Beitragvon Jens-Peter Schliemann » 8. August 2005, 21:45
Hallo Lars,
nach einer Anfrage bei der Süddeutschen habe ich den Artikeltext bekommen:
Der Strategiespieler
von Harald Hordych
Die Frage nach dem richtigen Leben wird auch ein begeisterter Strategiespieler nie beantworten wollen. Aber die Frage nach dem richtigen Spiel, das ein bisschen wie das Leben ist, genauso kompliziert und verworren, zugleich aber mit überlegener Geisteskraft beherrschbar, die wird er sehr wohl beantworten: Strategiespiele. Er wird die Antwort nicht enger fassen, der Strategiespieler, denn er wird sich nie festlegen wollen, welches das beste und das einzige ist. Allein: Alle Strategiespiele sind seine Sache. Jenseits des Glücks, das der Dumme braucht, um den Schlauen zu schlagen, diesseits des bisschen Glücks, das der Beste braucht, um die Guten hinter sich zu lassen.
Strategiespiele haben irgendwann die alten Spiele abgelöst. Nicht das simple Glück brachte uns nun wie beim Mensch-ärgere-dich-nicht weiter und auch nicht die reine Gedankenkraft wie bei Dame oder Schach. Der planende und strategisch denkende Feldherr, Bauherr, Geschäftsherr war auf den Plan getreten, und seine Triumphe am Spielbrett mit all den tausend Ereigniskarten, Vorbereitungswinkelzügen, Miniaturverkehrsmittelaufmarschgebieten waren das beredte Zeugnis dafür, dass auch verkannte Genies in dieser Welt eine Bühne verdient haben für ihre geistige Präsenz und ihr allumfassendes beispielloses Vorausblicken.
So anstrengend war Spielen früher nicht, selbst beim Monopoly konnte man sich irgendwann als mäßig erfolgreicher Hotelier dem Suff ergeben. Nicht so beim ¸¸Risiko", wo sich Armeen während eines Toilettengangs auf bis dahin vergessene, vor sich hin dösende Kontinente wälzen konnten. Beste Freunde zweifelten da plötzlich an ihrer Freundschaft.
Der Strategiespieler ist kein Angeber, bewahre, zumindest würde er das nie und nimmer zugeben, er ist ein bedächtiger, bescheiden auftretender Mensch, der einem stets das Gefühl gibt, gerade jetzt das zu tun, was für uns alle das Beste ist. Der Strategiespieler kleidet sich leger, aber niemals schlampig, er achtet auf seine Kleidung, aber sie zeichnet ihn als Menschen aus, der sich nie in den Vordergrund spielt. Er ist dezent, aber er verpasst nie den Moment, wenn es etwas richtig zu stellen gilt. Der Strategiespieler ist ein Musterbeispiel an Verantwortungsbewusstsein. Und darum überlässt er so wenig wie möglich dem Zufall, gerade so viel, um sein Spiel machen zu können. Sein Spiel, Mesdames et Monsieurs. Nicht unseres. Der Strategiespieler spielt nicht um des Spaßes willen (dafür leben wir ja auch nicht), er spielt, um endlich mal seine wahre Überlegenheit demonstrieren zu können. Beim Strategiespiel zeigt sich der wahre Meister. Schluss mit den Faxen. Ehrliche Arbeit.

= = = = = = =

**DEINE AUFGABEN**
a. In welchem Spiel konnten sich laut dem Lesetext Armeen während eines Toilettengangs auf vergessene Kontinente wälzen?
b. Stelle den Abschnitt der Einträge von der Zeile mit „Tag every instance of the yellow“ bis einschließlich der Zeile mit „(1193, 775)“ als Markdown-Tabelle mit den Spalten „Nr.“ und „Zeile“ dar und lass dabei Leerzeilen weg.

= = = = = = =

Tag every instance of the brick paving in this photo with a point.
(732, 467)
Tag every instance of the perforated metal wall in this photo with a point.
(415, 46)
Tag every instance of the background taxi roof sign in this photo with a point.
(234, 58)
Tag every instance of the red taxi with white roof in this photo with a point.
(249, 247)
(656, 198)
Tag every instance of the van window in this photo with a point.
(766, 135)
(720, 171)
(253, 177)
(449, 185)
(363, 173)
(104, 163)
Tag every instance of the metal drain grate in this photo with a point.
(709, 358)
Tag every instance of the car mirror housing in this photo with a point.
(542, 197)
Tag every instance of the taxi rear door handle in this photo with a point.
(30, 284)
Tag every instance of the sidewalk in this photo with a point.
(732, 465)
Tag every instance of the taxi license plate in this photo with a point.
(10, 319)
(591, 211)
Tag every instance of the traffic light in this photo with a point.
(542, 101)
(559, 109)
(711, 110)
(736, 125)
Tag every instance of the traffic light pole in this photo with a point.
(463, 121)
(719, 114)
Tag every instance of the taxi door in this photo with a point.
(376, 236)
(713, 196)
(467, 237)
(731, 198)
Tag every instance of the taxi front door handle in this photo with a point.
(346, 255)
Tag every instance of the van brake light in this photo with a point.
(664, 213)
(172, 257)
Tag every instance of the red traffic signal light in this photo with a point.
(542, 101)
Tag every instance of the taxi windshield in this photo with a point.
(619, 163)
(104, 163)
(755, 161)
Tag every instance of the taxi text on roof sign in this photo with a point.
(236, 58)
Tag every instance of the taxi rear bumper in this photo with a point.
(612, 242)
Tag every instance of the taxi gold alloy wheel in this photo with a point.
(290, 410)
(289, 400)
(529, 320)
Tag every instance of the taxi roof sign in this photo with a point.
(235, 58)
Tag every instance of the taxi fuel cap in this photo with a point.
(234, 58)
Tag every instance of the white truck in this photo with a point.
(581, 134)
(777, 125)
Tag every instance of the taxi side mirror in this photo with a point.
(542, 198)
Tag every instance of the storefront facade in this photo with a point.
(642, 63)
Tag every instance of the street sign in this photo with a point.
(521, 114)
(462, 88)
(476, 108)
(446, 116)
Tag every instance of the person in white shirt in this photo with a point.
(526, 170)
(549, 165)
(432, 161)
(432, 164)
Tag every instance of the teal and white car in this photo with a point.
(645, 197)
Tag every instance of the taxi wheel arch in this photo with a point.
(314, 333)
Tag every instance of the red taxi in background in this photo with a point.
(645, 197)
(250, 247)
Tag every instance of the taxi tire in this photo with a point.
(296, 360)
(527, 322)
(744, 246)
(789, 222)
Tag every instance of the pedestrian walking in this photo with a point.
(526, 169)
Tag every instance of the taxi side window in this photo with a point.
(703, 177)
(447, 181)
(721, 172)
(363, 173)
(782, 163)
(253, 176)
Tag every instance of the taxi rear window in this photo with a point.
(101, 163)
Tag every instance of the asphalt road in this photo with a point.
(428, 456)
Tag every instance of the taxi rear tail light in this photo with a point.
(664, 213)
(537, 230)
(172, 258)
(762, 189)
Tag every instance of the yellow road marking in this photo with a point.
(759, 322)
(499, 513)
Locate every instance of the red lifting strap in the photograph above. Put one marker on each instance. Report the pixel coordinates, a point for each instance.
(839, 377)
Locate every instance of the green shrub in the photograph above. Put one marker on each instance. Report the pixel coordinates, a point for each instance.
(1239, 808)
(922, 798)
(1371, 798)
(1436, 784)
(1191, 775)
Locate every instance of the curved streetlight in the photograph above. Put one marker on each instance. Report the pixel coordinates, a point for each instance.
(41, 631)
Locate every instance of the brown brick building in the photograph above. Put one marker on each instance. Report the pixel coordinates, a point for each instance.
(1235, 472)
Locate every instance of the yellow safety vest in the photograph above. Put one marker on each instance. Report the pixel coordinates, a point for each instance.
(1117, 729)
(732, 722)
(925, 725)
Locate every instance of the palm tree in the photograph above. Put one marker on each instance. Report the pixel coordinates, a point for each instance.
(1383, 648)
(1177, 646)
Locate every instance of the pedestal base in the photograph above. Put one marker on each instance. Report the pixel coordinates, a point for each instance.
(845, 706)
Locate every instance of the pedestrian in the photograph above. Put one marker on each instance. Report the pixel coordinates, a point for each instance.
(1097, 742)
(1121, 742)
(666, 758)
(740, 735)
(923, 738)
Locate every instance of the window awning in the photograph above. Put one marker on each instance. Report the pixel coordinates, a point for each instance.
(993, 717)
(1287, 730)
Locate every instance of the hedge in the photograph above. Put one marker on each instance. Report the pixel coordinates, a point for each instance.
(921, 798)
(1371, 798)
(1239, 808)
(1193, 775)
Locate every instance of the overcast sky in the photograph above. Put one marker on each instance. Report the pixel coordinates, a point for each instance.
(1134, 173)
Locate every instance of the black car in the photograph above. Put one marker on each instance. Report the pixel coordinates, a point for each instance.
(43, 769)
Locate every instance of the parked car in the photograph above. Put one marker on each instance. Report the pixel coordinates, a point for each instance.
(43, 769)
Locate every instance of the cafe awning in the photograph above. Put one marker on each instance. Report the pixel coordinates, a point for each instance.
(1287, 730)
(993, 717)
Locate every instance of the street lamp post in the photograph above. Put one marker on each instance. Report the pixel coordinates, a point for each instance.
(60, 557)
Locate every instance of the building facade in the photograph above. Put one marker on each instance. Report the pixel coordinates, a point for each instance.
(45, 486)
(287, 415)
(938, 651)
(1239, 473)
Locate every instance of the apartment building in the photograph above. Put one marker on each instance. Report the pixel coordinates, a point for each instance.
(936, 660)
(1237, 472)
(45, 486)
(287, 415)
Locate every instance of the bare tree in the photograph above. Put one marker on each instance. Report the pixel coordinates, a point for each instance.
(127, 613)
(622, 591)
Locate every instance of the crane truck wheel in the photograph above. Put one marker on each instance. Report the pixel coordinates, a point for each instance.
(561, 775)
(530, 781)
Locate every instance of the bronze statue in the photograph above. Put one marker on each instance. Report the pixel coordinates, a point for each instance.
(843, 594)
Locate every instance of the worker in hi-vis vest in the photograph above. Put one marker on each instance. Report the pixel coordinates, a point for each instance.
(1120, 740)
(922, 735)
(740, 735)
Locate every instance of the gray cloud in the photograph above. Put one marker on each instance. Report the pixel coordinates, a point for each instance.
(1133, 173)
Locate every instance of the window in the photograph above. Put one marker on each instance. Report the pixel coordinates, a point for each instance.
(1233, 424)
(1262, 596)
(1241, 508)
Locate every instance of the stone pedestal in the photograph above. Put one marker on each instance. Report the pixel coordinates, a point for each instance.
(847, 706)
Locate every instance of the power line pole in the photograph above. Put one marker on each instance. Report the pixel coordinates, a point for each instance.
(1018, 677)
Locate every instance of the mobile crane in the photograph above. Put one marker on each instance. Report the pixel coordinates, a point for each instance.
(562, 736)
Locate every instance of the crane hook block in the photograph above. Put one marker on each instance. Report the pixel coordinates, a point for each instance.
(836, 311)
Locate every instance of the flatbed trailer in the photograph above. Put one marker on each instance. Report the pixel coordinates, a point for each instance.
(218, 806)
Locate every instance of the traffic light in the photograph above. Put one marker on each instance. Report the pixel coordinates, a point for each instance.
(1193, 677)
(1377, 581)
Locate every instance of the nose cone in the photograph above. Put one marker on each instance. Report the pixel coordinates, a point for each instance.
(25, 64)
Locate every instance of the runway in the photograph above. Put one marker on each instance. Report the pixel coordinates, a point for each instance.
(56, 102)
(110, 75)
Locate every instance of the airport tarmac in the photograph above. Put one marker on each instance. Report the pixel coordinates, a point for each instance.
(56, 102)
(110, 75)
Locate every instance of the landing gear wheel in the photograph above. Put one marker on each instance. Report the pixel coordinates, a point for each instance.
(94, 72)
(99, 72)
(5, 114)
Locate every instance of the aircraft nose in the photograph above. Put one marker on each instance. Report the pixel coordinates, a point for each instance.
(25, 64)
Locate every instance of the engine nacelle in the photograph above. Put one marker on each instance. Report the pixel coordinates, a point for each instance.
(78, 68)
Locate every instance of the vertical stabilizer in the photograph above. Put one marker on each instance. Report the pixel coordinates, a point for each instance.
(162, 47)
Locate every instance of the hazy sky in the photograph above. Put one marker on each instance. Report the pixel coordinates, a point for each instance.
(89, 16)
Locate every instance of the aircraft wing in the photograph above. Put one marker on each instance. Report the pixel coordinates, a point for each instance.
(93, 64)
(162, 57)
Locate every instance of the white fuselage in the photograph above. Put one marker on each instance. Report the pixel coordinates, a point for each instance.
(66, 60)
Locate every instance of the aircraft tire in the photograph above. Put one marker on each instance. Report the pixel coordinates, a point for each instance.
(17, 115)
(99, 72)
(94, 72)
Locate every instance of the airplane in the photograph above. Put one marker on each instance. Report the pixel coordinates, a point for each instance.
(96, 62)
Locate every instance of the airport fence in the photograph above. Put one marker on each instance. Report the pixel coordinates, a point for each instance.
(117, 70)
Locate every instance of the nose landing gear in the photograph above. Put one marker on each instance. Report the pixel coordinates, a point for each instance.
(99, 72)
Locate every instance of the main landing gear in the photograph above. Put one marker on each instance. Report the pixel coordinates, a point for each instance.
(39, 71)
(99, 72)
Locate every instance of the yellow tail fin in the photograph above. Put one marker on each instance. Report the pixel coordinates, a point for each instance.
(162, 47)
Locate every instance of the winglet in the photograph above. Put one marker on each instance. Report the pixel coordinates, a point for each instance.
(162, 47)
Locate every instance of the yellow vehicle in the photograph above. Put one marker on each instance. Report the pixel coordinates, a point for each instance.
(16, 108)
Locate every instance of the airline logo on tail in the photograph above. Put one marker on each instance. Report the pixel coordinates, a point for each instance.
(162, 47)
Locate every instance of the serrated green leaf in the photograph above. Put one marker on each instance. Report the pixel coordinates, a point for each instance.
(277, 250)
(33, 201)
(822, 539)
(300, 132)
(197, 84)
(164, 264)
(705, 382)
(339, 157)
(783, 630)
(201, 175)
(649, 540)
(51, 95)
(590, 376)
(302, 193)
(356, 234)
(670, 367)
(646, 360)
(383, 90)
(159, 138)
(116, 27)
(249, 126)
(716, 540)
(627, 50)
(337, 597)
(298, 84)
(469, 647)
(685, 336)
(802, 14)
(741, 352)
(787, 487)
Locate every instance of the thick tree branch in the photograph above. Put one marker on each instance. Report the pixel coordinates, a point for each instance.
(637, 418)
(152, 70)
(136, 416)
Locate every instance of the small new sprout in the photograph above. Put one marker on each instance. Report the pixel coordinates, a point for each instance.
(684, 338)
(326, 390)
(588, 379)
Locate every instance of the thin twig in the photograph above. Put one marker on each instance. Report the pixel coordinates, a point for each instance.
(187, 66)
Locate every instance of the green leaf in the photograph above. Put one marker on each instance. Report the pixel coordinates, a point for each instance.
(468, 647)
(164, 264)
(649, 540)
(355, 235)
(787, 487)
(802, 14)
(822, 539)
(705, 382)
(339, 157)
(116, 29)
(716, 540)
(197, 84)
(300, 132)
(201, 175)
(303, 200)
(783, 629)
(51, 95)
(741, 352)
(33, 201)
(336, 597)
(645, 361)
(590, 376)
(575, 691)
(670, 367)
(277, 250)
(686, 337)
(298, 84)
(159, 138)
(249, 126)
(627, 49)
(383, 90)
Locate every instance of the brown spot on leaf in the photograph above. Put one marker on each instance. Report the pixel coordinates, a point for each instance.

= = = = = = =

**LÖSUNGEN**
a. Im Spiel „Risiko“.

b.
| Nr. | Zeile |
|---|---|
| 1 | Tag every instance of the yellow road marking in this photo with a point. |
| 2 | (759, 322) |
| 3 | (499, 513) |
| 4 | Locate every instance of the red lifting strap in the photograph above. Put one marker on each instance. Report the pixel coordinates, a point for each instance. |
| 5 | (839, 377) |
| 6 | Locate every instance of the green shrub in the photograph above. Put one marker on each instance. Report the pixel coordinates, a point for each instance. |
| 7 | (1239, 808) |
| 8 | (922, 798) |
| 9 | (1371, 798) |
| 10 | (1436, 784) |
| 11 | (1191, 775) |
| 12 | Locate every instance of the curved streetlight in the photograph above. Put one marker on each instance. Report the pixel coordinates, a point for each instance. |
| 13 | (41, 631) |
| 14 | Locate every instance of the brown brick building in the photograph above. Put one marker on each instance. Report the pixel coordinates, a point for each instance. |
| 15 | (1235, 472) |
| 16 | Locate every instance of the yellow safety vest in the photograph above. Put one marker on each instance. Report the pixel coordinates, a point for each instance. |
| 17 | (1117, 729) |
| 18 | (732, 722) |
| 19 | (925, 725) |
| 20 | Locate every instance of the palm tree in the photograph above. Put one marker on each instance. Report the pixel coordinates, a point for each instance. |
| 21 | (1383, 648) |
| 22 | (1177, 646) |
| 23 | Locate every instance of the pedestal base in the photograph above. Put one marker on each instance. Report the pixel coordinates, a point for each instance. |
| 24 | (845, 706) |
| 25 | Locate every instance of the pedestrian in the photograph above. Put one marker on each instance. Report the pixel coordinates, a point for each instance. |
| 26 | (1097, 742) |
| 27 | (1121, 742) |
| 28 | (666, 758) |
| 29 | (740, 735) |
| 30 | (923, 738) |
| 31 | Locate every instance of the window awning in the photograph above. Put one marker on each instance. Report the pixel coordinates, a point for each instance. |
| 32 | (993, 717) |
| 33 | (1287, 730) |
| 34 | Locate every instance of the hedge in the photograph above. Put one marker on each instance. Report the pixel coordinates, a point for each instance. |
| 35 | (921, 798) |
| 36 | (1371, 798) |
| 37 | (1239, 808) |
| 38 | (1193, 775) |